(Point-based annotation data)
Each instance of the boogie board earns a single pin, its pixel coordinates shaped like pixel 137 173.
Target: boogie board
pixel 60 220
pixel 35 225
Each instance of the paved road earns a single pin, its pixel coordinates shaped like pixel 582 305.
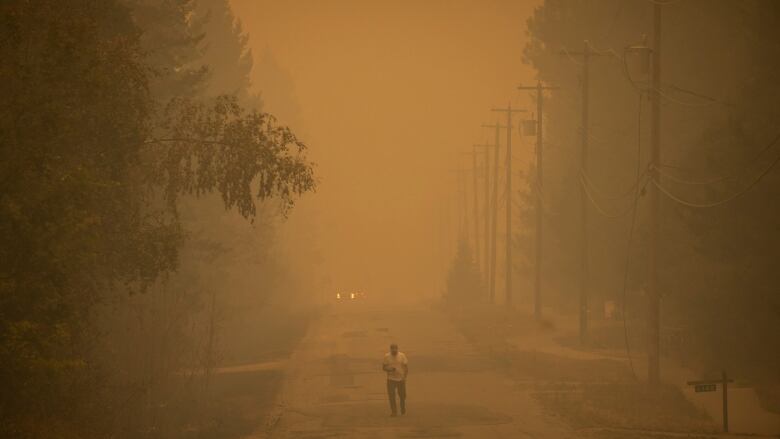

— Problem to solve —
Give these lines as a JSON list of strings, one string per line, with blank lines left out. Leave the pictures out of the answer.

— Solution —
[
  "Each instance of the boogie board earns a single pin, its pixel coordinates shaped like pixel 137 173.",
  "Target: boogie board",
  "pixel 60 220",
  "pixel 35 225",
  "Each instance of the paved road earns a single pin, its pixel coordinates shaped like pixel 582 305."
]